• [EXERCISE TASKS]:
1) According to the infobesity text, digital and analog information amounts to about what share of the total information that DNA contains?
2) Return, word for word, the stretch of the infobesity text that opens with the words "In the second" and closes with "cautious corporate executives.".
3) Continue the text on infobesity from its final sentence.

• [TEXT]:
____

Does what private equity professionals do help or hurt the infobesity problem? Is there an infobesity problem?
First some background.
Over the past decade or so, the amount of digital and analog information in the world has grown at an exponential rate. One estimate of the total amount of information in the world is about 295 exabytes, or about 315 times the number of grains of sand in the world (as a side note, the amount of digital and analog information is still dwarfed by the amount of information nature contains, with digital and analog amounting to about 1 percent of the total information DNA contains).
With such large and growing amounts of information available, one shouldn’t be surprised that corporations and individuals try to use information for a competitive edge. Of course, with the additional resources and the potential of benefit comes costs. The costs potentially include decreased corporate agility, decreased timeliness, and wasted time on unfruitful analysis of “big data”.
Not surprisingly, corporate executives generally take the cautious approach, meaning more information is better than less. This practice leads to managers and decision-makers consuming and analyzing large quantities of data before decisions are made. The extra time spent analyzing large data sets before making a decision is known as infobesity.
The effects of infobesity on agility and quickness in making good decisions has been compared to the effect bad cholesterol has on the clogging of the flow of blood through the arteries. With this background in mind, when discussing infobesity, there are two camps.
In one group are individuals who make the aforementioned “paralysis by analysis” claims, readily accepting that too much information is an unhealthy corporate practice. Individuals in this group include fast-paced corporate executives concerned about the competition who generally have a greater understanding of first mover advantage and the benefits of timeliness.
In the second group are individuals who generally argue that big data may sometimes slow down decision-making, but the “sometimes” is far and few between, with the advantages of “big data” much greater than inefficient managers and corporate executives. Individuals in this camp include data scientists, researchers, and cautious corporate executives.

____

• [SUPPLIED DATA]:
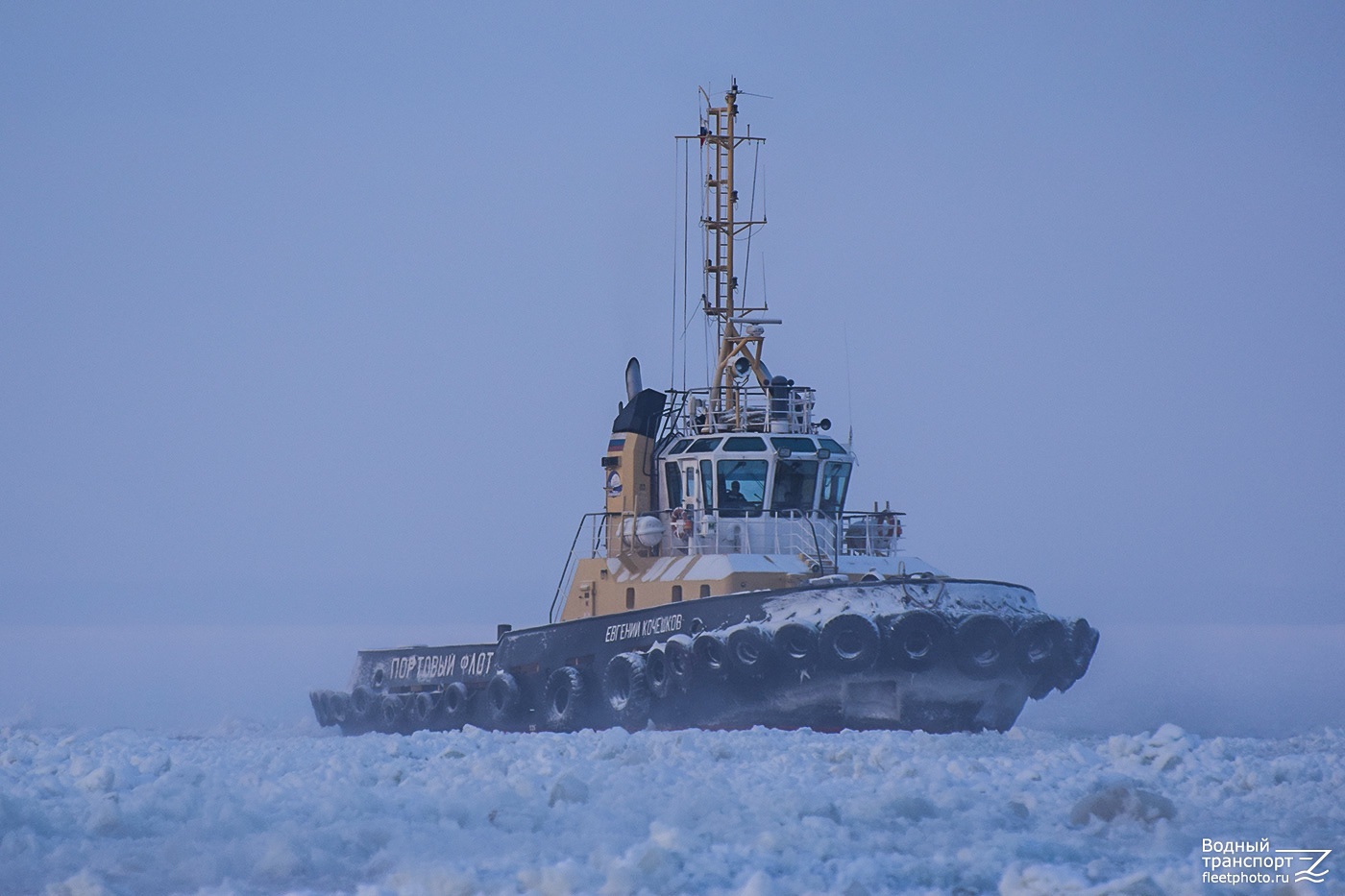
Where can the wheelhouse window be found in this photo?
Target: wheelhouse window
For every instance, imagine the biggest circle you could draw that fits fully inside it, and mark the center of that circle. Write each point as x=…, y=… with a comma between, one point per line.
x=836, y=478
x=674, y=480
x=795, y=485
x=742, y=487
x=794, y=444
x=744, y=443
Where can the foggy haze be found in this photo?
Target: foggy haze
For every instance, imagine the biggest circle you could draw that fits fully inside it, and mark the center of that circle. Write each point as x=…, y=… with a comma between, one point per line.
x=312, y=325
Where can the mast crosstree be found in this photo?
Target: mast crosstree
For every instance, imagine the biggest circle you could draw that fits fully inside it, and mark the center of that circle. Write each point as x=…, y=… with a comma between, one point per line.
x=721, y=225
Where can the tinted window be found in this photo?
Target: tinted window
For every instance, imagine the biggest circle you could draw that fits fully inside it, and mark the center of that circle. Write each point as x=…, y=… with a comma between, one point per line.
x=836, y=478
x=795, y=444
x=833, y=446
x=795, y=485
x=742, y=487
x=674, y=479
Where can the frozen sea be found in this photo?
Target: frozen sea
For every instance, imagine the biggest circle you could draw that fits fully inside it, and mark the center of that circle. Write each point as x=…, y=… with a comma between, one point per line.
x=249, y=809
x=117, y=778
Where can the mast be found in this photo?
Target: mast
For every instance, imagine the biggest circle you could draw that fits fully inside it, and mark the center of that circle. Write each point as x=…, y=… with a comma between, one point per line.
x=720, y=141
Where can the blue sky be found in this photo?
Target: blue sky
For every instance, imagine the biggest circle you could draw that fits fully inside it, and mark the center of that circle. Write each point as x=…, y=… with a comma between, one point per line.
x=315, y=311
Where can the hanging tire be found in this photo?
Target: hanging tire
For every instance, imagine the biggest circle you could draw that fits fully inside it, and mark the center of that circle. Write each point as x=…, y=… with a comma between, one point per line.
x=319, y=700
x=421, y=709
x=362, y=702
x=1082, y=646
x=501, y=700
x=627, y=690
x=796, y=644
x=984, y=646
x=565, y=700
x=392, y=714
x=338, y=707
x=712, y=657
x=849, y=642
x=1039, y=644
x=917, y=640
x=452, y=705
x=681, y=661
x=656, y=671
x=750, y=651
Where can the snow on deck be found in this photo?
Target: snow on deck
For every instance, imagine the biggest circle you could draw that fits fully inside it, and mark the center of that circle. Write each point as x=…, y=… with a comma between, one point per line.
x=757, y=811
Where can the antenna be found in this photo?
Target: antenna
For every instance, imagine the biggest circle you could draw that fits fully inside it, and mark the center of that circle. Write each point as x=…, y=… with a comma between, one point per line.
x=719, y=138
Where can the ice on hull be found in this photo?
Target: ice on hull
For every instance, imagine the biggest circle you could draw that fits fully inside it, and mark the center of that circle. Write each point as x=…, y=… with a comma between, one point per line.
x=938, y=655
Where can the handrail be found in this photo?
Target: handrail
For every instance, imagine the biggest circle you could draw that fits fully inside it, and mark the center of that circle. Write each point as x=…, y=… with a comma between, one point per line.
x=569, y=563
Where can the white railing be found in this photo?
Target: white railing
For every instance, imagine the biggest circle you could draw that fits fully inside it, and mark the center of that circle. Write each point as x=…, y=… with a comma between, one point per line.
x=782, y=409
x=814, y=536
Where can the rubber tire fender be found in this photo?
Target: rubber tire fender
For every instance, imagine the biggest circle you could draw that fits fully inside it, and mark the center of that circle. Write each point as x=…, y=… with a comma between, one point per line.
x=656, y=671
x=1039, y=644
x=564, y=700
x=850, y=642
x=750, y=651
x=796, y=644
x=501, y=700
x=319, y=700
x=1083, y=643
x=681, y=661
x=392, y=714
x=984, y=646
x=362, y=702
x=627, y=690
x=452, y=705
x=421, y=709
x=917, y=640
x=710, y=654
x=338, y=705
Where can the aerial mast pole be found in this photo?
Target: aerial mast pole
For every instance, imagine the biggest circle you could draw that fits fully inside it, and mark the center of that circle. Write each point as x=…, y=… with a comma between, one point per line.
x=720, y=138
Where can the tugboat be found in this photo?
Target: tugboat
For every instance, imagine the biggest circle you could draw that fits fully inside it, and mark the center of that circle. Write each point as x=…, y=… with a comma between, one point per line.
x=725, y=583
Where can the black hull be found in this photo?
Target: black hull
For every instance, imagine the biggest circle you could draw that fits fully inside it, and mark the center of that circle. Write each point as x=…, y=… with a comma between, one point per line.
x=939, y=655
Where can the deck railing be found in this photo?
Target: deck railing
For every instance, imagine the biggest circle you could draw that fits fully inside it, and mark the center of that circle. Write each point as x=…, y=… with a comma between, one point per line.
x=817, y=537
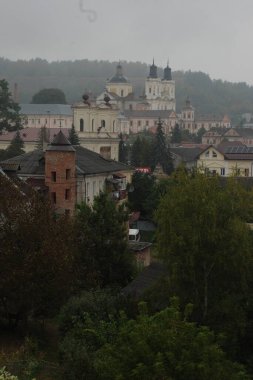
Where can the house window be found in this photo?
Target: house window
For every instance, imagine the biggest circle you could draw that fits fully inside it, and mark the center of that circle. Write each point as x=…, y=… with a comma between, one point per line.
x=81, y=125
x=53, y=176
x=53, y=197
x=68, y=171
x=105, y=152
x=67, y=194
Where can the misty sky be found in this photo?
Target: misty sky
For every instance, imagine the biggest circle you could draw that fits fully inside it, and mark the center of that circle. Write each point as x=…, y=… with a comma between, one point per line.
x=214, y=36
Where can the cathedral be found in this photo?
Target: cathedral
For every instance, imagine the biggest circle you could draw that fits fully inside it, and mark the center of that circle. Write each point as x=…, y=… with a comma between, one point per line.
x=159, y=92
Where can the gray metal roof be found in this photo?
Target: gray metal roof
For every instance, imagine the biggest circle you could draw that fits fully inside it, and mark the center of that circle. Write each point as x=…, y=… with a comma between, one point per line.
x=46, y=109
x=87, y=162
x=187, y=154
x=155, y=114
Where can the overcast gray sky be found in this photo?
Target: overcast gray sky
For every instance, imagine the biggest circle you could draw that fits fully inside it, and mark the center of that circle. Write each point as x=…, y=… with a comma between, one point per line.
x=214, y=36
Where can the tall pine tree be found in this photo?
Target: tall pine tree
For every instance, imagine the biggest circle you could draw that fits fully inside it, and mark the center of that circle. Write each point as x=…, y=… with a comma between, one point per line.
x=16, y=146
x=161, y=150
x=73, y=136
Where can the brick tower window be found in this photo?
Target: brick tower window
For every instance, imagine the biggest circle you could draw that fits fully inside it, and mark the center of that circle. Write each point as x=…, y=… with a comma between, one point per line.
x=67, y=194
x=53, y=195
x=53, y=176
x=68, y=172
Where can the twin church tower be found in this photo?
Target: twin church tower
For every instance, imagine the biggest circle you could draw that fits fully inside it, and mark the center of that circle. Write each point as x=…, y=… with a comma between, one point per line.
x=159, y=93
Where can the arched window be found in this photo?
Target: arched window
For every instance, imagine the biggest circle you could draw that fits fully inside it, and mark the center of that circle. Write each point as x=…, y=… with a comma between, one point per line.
x=81, y=125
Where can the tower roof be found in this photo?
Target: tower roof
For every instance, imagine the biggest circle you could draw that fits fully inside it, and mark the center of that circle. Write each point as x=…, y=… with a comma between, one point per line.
x=153, y=70
x=119, y=77
x=61, y=143
x=167, y=73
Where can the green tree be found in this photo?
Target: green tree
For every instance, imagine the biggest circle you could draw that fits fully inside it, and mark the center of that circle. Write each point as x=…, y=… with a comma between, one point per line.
x=16, y=147
x=143, y=196
x=49, y=96
x=102, y=243
x=163, y=346
x=73, y=136
x=161, y=150
x=203, y=237
x=123, y=150
x=136, y=152
x=43, y=137
x=10, y=120
x=35, y=259
x=176, y=137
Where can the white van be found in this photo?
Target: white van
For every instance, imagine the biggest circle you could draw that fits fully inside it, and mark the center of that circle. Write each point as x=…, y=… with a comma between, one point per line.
x=134, y=234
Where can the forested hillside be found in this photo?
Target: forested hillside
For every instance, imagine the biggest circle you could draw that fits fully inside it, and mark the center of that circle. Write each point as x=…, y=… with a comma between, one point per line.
x=76, y=77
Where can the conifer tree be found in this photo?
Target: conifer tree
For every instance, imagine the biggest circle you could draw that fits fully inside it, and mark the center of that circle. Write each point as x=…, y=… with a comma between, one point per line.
x=10, y=119
x=16, y=146
x=176, y=137
x=44, y=137
x=73, y=136
x=161, y=150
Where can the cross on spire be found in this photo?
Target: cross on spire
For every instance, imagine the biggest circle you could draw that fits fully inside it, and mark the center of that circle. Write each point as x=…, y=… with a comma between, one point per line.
x=60, y=119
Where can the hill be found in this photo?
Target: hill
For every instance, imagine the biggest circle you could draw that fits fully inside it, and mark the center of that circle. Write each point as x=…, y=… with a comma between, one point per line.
x=77, y=77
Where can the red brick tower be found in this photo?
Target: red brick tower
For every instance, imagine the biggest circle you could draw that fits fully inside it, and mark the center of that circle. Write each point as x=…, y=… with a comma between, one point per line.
x=60, y=174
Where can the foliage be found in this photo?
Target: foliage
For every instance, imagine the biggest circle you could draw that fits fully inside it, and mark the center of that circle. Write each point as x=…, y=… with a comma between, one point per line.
x=24, y=362
x=100, y=304
x=163, y=346
x=203, y=237
x=35, y=261
x=73, y=136
x=16, y=147
x=176, y=136
x=44, y=137
x=49, y=96
x=161, y=150
x=123, y=150
x=102, y=243
x=4, y=375
x=10, y=120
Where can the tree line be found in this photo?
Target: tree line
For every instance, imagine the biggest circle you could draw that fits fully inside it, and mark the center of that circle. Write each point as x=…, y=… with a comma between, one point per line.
x=195, y=322
x=208, y=96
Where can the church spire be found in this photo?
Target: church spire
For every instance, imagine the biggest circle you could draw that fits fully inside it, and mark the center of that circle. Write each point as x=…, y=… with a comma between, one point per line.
x=167, y=72
x=153, y=70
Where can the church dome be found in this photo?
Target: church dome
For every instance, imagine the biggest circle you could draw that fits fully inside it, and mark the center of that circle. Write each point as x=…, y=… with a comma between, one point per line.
x=119, y=77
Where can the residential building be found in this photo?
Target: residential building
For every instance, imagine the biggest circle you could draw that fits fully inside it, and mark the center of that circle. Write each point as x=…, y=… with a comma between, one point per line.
x=227, y=161
x=70, y=175
x=47, y=115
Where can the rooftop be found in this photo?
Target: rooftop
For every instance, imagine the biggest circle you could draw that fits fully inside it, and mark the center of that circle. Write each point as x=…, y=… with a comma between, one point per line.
x=46, y=109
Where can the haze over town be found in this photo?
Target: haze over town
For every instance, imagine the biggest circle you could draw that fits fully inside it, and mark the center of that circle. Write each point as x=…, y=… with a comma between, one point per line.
x=197, y=35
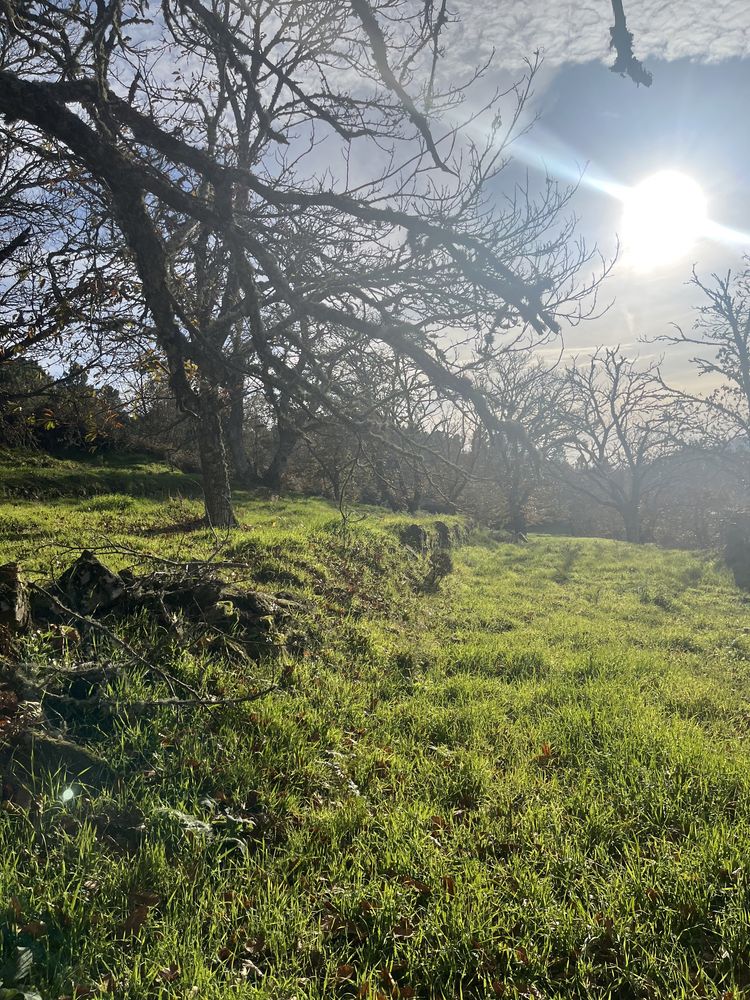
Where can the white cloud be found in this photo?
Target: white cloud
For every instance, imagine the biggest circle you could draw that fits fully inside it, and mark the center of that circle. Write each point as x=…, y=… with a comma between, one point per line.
x=572, y=32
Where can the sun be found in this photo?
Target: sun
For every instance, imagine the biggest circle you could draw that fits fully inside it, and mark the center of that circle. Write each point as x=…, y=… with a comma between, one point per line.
x=662, y=218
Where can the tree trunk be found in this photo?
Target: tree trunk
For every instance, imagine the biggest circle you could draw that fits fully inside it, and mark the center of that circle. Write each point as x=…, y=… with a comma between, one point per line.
x=217, y=494
x=631, y=515
x=288, y=437
x=234, y=428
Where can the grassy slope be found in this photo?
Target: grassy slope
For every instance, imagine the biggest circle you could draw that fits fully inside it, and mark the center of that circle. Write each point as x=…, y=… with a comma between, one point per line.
x=534, y=783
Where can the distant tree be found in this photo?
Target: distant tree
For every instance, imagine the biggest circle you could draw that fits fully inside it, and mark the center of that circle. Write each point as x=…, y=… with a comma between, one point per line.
x=624, y=423
x=721, y=335
x=525, y=391
x=198, y=126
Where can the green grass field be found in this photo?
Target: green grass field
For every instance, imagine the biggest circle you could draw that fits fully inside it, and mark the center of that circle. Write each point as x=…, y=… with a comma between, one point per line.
x=534, y=782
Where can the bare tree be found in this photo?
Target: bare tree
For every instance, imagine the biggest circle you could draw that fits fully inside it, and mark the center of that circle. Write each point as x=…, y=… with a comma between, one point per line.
x=624, y=423
x=622, y=42
x=199, y=124
x=524, y=390
x=721, y=335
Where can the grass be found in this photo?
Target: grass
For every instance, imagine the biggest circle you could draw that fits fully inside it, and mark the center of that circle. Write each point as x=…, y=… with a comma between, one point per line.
x=532, y=783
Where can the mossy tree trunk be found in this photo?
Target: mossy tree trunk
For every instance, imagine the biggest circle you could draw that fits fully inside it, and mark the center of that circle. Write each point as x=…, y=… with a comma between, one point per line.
x=217, y=493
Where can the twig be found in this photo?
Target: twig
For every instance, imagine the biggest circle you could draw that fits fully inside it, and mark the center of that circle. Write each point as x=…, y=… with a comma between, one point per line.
x=165, y=676
x=162, y=702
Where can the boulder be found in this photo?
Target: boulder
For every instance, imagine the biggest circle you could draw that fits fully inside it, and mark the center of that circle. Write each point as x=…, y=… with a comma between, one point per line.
x=89, y=586
x=15, y=609
x=415, y=536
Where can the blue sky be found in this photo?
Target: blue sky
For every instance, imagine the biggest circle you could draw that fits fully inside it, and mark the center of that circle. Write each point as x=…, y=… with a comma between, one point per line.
x=692, y=119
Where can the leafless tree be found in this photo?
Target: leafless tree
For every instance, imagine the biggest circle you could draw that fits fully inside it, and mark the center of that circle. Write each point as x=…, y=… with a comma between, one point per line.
x=269, y=166
x=624, y=423
x=721, y=338
x=524, y=390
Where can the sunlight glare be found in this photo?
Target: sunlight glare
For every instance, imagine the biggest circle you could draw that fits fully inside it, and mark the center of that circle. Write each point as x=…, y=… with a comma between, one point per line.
x=663, y=216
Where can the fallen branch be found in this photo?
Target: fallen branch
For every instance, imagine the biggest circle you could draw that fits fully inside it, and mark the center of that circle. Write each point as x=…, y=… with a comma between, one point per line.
x=168, y=678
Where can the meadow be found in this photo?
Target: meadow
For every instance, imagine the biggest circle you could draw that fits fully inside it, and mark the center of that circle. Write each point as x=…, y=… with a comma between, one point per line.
x=530, y=778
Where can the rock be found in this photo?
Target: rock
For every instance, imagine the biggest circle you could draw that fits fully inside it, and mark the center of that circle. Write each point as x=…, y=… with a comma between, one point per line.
x=415, y=536
x=89, y=586
x=15, y=609
x=443, y=535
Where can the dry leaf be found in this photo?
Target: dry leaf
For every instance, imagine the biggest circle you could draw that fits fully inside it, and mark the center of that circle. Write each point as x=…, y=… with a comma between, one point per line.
x=169, y=973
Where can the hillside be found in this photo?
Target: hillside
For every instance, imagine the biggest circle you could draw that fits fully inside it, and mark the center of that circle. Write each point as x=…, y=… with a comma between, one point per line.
x=529, y=778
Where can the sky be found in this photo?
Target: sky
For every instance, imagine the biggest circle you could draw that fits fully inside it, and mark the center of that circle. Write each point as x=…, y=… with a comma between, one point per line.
x=692, y=120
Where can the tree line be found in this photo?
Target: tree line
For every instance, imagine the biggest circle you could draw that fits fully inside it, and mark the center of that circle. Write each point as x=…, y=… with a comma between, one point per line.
x=263, y=238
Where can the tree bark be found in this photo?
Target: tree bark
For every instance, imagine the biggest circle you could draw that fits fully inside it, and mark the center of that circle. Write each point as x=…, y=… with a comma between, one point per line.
x=242, y=467
x=217, y=494
x=631, y=515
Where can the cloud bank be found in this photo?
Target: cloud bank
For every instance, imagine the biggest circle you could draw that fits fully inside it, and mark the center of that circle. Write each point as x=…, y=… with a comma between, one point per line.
x=570, y=32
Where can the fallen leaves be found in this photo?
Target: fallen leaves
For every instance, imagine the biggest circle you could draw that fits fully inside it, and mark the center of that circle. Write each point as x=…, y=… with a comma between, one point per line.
x=141, y=903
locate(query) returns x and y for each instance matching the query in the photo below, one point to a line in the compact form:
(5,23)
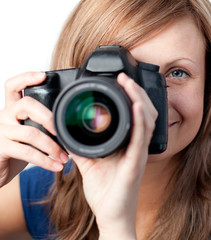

____

• [EXERCISE RESPONSES]:
1) About 1 percent.

2)
In the second group are individuals who generally argue that big data may sometimes slow down decision-making, but the “sometimes” is far and few between, with the advantages of “big data” much greater than inefficient managers and corporate executives. Individuals in this camp include data scientists, researchers, and cautious corporate executives.

3)
Who is right, and where does private equity fit into all this? The answer to the question on who is right largely depends on a number of factors, such as the industry, how quickly a strategy or decision is needed, personality of the firms’ executive officers, and the usefulness of the information. And although perspectives on how private equity plays a role vary widely, anyone connected with the private equity industry would likely agree with the general observation that private equity professionals are more interested in big data than most other professions, while the effect of big data on private equity professionals’ performance is more ambiguous.
Some private equity firms, without naming names, certainly get caught up in the “paralysis by analysis” trap, which lowers their overall returns, whereas others are quite good at digesting large amounts of information in a short time frame and then making a decision. The second guessing that big data makes possible is generally ignored. What is interesting in all this is that private equity firms likely are part of the problem rather than the solution. Private equity firms considering investments generally want more and more information. Target firms generally comply.
In any event, infobesity may or may not be a problem, with the private equity industry perhaps part of the problem rather than the solution, although there aren’t many industries more nimble than the private equity industry.